» Records from a pointing dataset:

::::::::

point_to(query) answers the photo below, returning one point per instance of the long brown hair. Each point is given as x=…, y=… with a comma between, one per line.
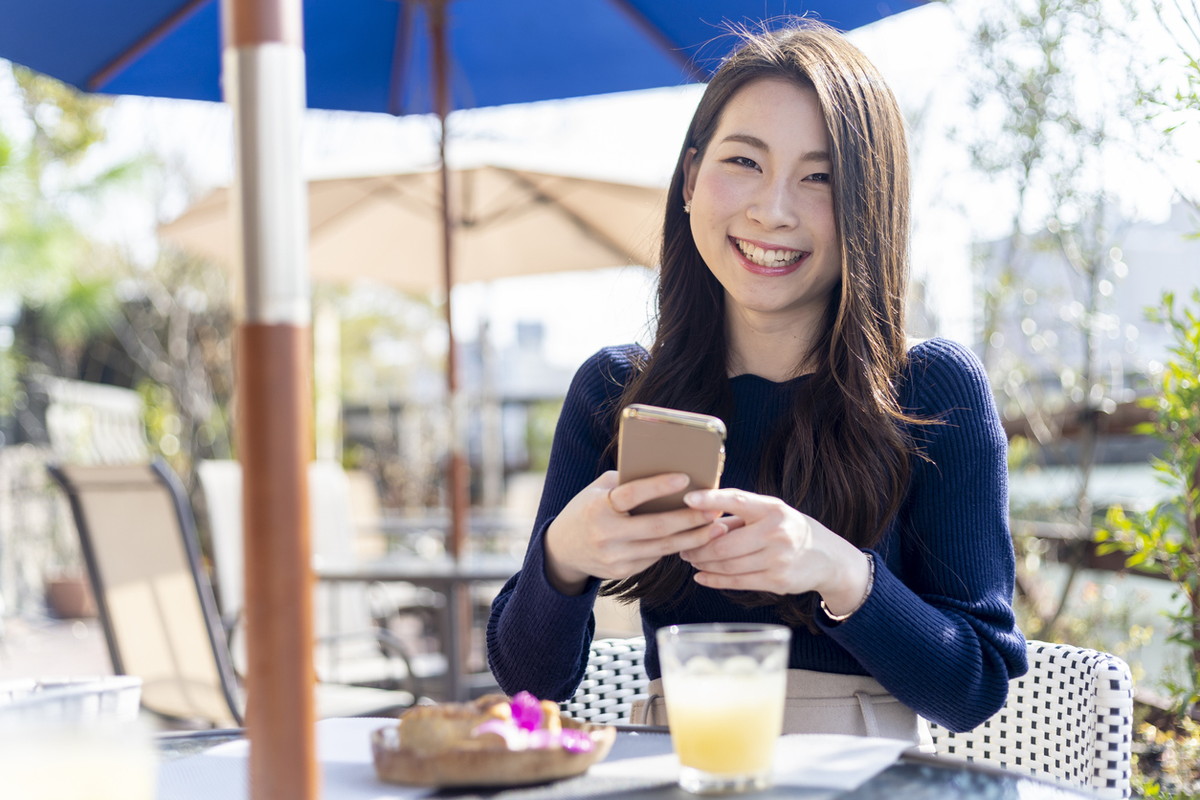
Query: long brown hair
x=849, y=464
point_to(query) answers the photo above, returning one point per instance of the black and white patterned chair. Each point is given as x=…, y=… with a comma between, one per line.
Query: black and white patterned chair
x=615, y=678
x=1069, y=717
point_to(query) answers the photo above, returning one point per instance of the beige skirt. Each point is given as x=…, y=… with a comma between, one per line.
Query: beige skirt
x=820, y=702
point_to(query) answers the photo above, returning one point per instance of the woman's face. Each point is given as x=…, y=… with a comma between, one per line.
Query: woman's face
x=762, y=206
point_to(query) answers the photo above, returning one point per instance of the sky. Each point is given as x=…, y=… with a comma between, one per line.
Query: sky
x=634, y=137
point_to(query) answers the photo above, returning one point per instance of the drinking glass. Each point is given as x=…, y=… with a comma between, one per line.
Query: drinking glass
x=724, y=685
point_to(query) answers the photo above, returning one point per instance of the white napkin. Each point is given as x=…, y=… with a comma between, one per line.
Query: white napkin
x=803, y=761
x=833, y=761
x=343, y=749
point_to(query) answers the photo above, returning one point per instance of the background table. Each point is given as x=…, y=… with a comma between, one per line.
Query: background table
x=453, y=579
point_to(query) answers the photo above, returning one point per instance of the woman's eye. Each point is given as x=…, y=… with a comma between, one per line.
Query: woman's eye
x=742, y=161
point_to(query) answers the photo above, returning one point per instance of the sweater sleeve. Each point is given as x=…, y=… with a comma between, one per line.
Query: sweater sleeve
x=538, y=638
x=945, y=639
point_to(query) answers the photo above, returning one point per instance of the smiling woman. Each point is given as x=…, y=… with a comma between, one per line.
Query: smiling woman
x=761, y=209
x=864, y=497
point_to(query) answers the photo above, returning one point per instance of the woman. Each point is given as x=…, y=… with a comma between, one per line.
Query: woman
x=864, y=495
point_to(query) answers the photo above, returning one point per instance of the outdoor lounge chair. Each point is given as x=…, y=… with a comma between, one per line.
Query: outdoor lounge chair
x=156, y=607
x=1069, y=717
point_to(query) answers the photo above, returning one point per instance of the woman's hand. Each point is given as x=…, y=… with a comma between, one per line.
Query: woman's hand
x=771, y=546
x=597, y=536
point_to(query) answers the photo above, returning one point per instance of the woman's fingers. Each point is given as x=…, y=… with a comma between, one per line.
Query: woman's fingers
x=742, y=504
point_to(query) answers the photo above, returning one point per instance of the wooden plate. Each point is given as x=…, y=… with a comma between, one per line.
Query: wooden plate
x=484, y=767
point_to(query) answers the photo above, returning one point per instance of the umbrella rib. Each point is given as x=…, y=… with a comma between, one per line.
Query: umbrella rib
x=401, y=47
x=393, y=192
x=585, y=227
x=658, y=35
x=132, y=53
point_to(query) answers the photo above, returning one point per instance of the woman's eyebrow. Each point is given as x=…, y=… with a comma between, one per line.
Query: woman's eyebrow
x=821, y=156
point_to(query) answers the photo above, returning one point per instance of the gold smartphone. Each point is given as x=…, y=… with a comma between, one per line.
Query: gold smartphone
x=654, y=440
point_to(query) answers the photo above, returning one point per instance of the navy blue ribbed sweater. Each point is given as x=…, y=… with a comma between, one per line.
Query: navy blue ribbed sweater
x=937, y=630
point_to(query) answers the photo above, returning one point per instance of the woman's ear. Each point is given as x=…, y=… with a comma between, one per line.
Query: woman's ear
x=690, y=167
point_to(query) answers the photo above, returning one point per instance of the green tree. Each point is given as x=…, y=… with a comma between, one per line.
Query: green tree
x=1055, y=100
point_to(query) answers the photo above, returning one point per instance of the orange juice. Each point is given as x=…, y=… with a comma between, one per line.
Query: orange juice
x=723, y=723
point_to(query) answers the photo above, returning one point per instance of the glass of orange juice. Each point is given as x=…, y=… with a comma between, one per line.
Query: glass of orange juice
x=724, y=685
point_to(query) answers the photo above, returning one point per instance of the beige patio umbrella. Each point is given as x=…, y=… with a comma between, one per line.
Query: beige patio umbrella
x=504, y=223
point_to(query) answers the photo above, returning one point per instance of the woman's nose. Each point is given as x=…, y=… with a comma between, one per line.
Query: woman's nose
x=774, y=206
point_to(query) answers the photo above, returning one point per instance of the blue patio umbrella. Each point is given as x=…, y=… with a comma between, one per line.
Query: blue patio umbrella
x=405, y=56
x=376, y=55
x=396, y=56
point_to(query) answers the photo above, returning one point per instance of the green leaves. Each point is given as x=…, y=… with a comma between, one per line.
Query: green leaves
x=1167, y=537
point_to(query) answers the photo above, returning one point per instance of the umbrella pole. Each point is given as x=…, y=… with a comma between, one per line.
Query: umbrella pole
x=457, y=475
x=263, y=66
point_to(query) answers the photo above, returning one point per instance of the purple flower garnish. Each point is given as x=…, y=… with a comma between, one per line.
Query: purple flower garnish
x=525, y=731
x=576, y=741
x=526, y=711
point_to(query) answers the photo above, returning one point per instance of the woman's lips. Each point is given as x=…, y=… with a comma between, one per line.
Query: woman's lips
x=763, y=260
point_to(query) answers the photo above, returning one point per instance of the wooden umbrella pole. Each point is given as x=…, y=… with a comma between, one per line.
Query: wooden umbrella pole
x=263, y=71
x=456, y=471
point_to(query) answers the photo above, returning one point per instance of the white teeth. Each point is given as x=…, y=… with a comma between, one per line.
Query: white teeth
x=768, y=257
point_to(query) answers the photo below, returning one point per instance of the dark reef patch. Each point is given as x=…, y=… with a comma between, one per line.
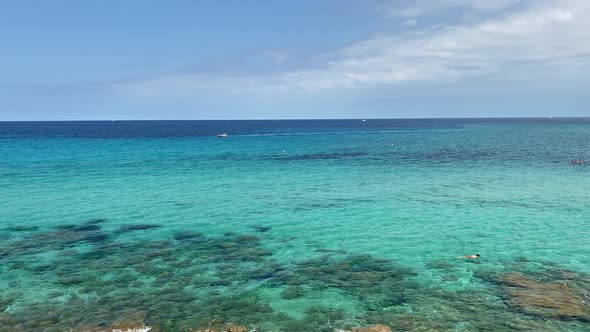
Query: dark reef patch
x=262, y=229
x=318, y=156
x=193, y=281
x=22, y=228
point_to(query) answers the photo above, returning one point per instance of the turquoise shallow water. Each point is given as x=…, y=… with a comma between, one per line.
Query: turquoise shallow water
x=301, y=226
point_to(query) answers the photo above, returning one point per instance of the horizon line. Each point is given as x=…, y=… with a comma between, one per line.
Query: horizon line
x=310, y=119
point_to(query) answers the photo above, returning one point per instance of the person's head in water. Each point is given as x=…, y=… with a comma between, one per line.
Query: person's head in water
x=470, y=256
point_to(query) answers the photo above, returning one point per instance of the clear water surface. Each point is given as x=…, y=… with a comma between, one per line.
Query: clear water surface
x=292, y=225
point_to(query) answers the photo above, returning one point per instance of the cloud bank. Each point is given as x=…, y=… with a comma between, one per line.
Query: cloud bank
x=542, y=37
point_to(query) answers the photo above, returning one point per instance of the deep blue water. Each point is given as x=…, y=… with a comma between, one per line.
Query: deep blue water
x=295, y=226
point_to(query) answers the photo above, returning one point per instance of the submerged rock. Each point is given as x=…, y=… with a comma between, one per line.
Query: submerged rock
x=372, y=328
x=138, y=227
x=545, y=299
x=227, y=328
x=116, y=328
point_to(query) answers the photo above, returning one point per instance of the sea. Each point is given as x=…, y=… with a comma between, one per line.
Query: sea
x=296, y=225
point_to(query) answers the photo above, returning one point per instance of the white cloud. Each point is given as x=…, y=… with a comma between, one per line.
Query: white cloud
x=550, y=38
x=416, y=8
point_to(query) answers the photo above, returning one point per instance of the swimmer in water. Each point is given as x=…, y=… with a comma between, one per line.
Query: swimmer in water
x=470, y=256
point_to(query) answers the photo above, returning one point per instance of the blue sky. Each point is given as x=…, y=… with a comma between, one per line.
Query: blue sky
x=69, y=60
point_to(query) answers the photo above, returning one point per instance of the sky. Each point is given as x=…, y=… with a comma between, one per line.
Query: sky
x=305, y=59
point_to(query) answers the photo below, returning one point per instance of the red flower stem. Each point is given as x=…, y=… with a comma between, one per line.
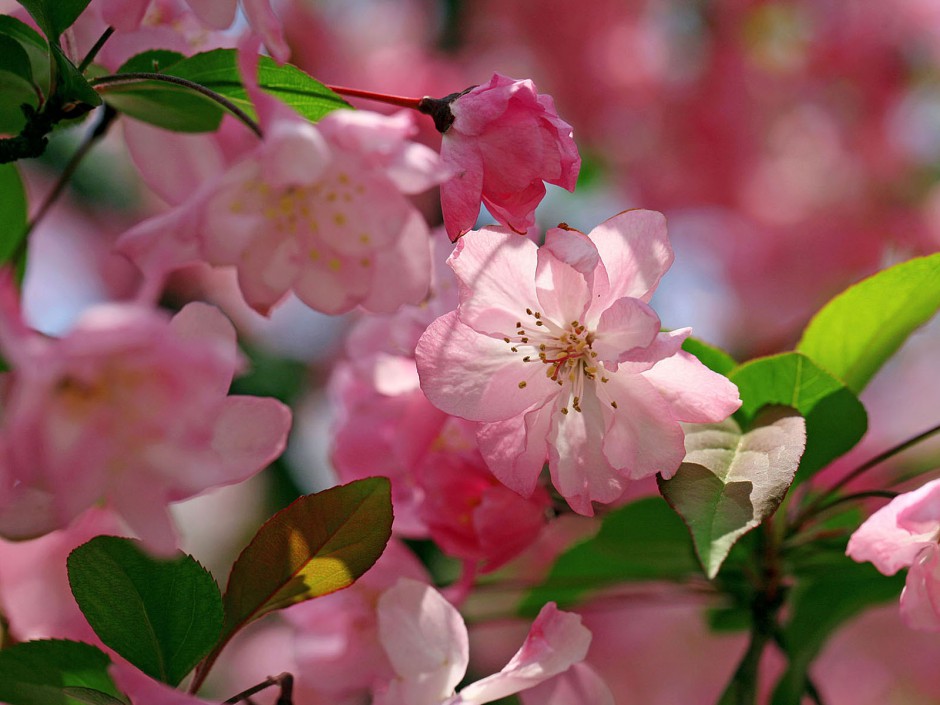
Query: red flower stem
x=400, y=101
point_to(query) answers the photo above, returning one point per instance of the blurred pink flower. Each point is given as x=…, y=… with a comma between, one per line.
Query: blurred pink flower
x=904, y=534
x=426, y=641
x=504, y=141
x=320, y=210
x=556, y=350
x=129, y=408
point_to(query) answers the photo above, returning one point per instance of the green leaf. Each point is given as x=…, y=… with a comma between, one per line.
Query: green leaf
x=731, y=481
x=835, y=418
x=161, y=615
x=54, y=16
x=642, y=541
x=861, y=328
x=36, y=48
x=819, y=605
x=319, y=544
x=56, y=672
x=715, y=359
x=159, y=103
x=13, y=211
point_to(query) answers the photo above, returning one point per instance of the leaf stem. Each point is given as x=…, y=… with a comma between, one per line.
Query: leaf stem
x=107, y=117
x=93, y=52
x=398, y=100
x=139, y=76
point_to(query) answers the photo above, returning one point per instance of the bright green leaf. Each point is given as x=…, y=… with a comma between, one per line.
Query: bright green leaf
x=54, y=16
x=13, y=211
x=820, y=604
x=642, y=541
x=35, y=47
x=161, y=615
x=319, y=544
x=835, y=418
x=861, y=328
x=56, y=672
x=715, y=359
x=731, y=481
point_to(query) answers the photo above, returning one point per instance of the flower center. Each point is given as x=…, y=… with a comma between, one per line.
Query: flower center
x=565, y=350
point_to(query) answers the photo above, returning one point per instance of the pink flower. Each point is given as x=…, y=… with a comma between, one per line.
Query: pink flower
x=905, y=533
x=556, y=350
x=129, y=409
x=426, y=641
x=320, y=210
x=504, y=141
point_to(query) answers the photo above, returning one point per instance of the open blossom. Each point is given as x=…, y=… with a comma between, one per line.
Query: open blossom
x=504, y=142
x=129, y=409
x=320, y=210
x=905, y=534
x=556, y=350
x=426, y=641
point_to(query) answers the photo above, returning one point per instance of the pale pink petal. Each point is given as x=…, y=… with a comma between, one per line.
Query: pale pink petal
x=425, y=639
x=516, y=449
x=627, y=325
x=636, y=253
x=474, y=376
x=888, y=544
x=263, y=21
x=579, y=685
x=175, y=165
x=496, y=270
x=694, y=393
x=556, y=641
x=920, y=599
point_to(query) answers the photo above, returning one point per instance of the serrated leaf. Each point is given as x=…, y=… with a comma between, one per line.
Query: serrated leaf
x=861, y=328
x=13, y=211
x=54, y=16
x=56, y=672
x=163, y=616
x=731, y=481
x=715, y=359
x=319, y=544
x=835, y=418
x=159, y=103
x=642, y=541
x=818, y=606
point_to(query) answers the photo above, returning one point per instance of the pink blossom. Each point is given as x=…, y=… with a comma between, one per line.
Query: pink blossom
x=904, y=533
x=426, y=641
x=505, y=140
x=556, y=350
x=320, y=210
x=129, y=409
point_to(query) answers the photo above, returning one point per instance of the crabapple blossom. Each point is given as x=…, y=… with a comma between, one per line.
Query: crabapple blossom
x=320, y=210
x=426, y=641
x=129, y=409
x=557, y=352
x=905, y=533
x=505, y=140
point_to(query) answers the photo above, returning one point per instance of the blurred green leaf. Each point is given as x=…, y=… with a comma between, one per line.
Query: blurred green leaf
x=56, y=672
x=644, y=540
x=861, y=328
x=835, y=418
x=161, y=615
x=731, y=481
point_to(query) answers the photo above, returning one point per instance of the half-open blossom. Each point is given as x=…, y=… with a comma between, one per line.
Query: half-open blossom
x=318, y=209
x=504, y=142
x=426, y=641
x=905, y=534
x=129, y=409
x=556, y=350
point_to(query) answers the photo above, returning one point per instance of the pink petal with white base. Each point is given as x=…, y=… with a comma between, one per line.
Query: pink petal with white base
x=556, y=641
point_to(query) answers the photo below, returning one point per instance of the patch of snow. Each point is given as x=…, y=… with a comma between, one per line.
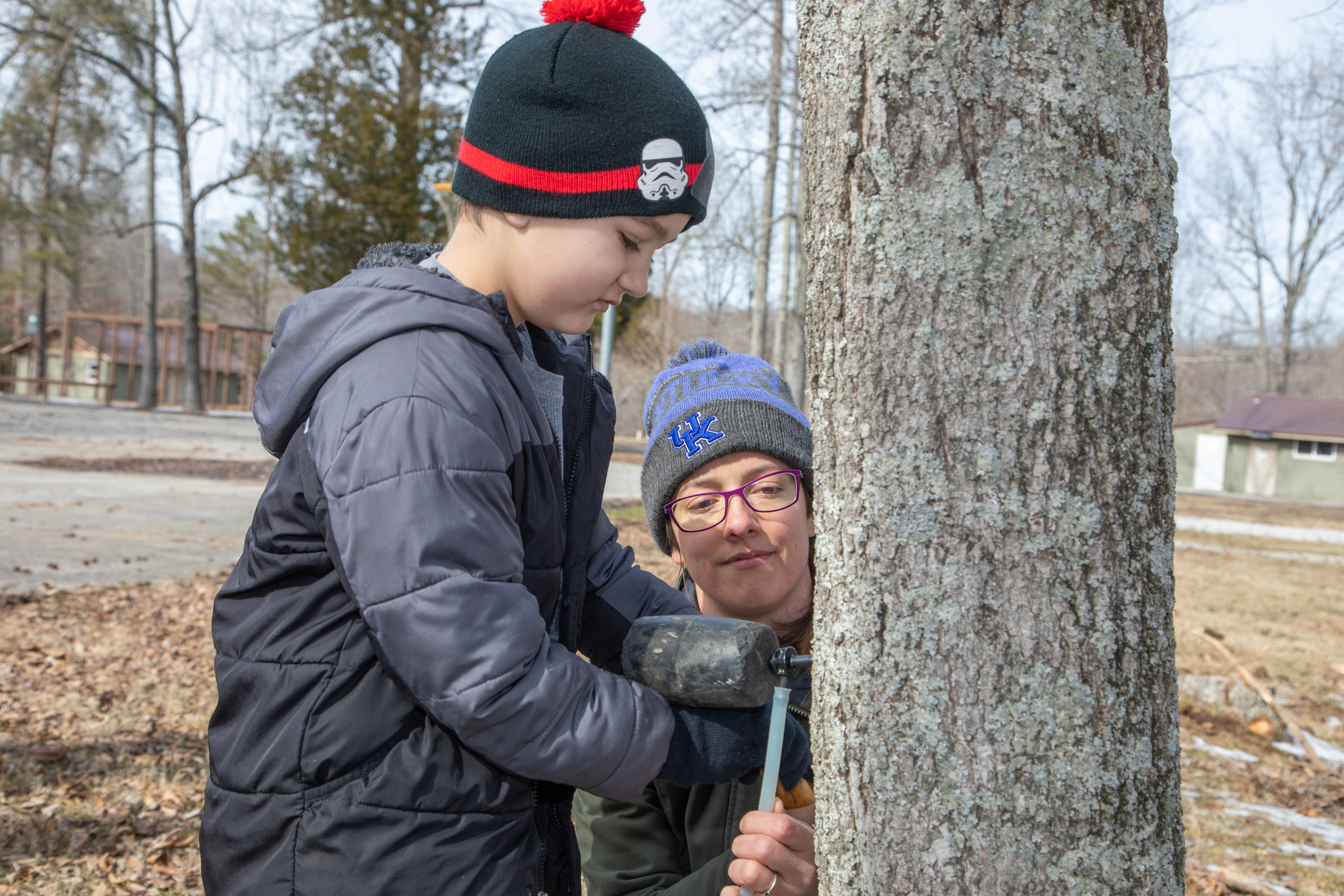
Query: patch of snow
x=1303, y=850
x=1283, y=891
x=1328, y=753
x=1332, y=835
x=1224, y=753
x=1260, y=530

::::::::

» Set problem: Reproduce every line of the records, requests included, starting at the beginning of the records and ending at the line containing "x=820, y=702", with each coordinate value in the answers offset by 13. Leave the pictures out of your answer.

» Exercise output:
point_to(query) answers the photo below, returning one point per instance of the long brown hair. Each point is given as x=…, y=… with a comma between, one per line.
Query: long brown hair
x=862, y=477
point_to(query) answers the photo above, returning one point per instance of the black and white patterned chair. Each point is given as x=…, y=… with a comma between, one per line.
Query: black and white patterned chair
x=628, y=691
x=1082, y=730
point_to(query) answers the photo above, returning one point per instance of the beige skirt. Each point is given as x=…, y=… with a comma between, one per line.
Query: beige skirt
x=833, y=715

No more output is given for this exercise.